Image-grounded pointing data:
━━━━━━━━━━
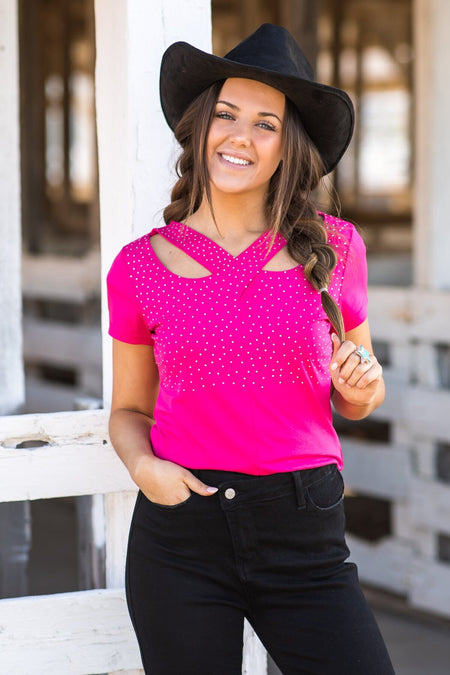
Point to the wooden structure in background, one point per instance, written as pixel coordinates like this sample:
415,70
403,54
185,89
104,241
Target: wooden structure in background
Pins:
68,454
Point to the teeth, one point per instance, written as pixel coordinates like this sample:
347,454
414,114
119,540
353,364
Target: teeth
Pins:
236,160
━━━━━━━━━━
EXERCISE:
Copy out each line of the entries that holds "background".

RESPONSE:
Point to the wooden structure in background, one point per instance, written as pixel coordinates like this sample:
Target: wooden structure in background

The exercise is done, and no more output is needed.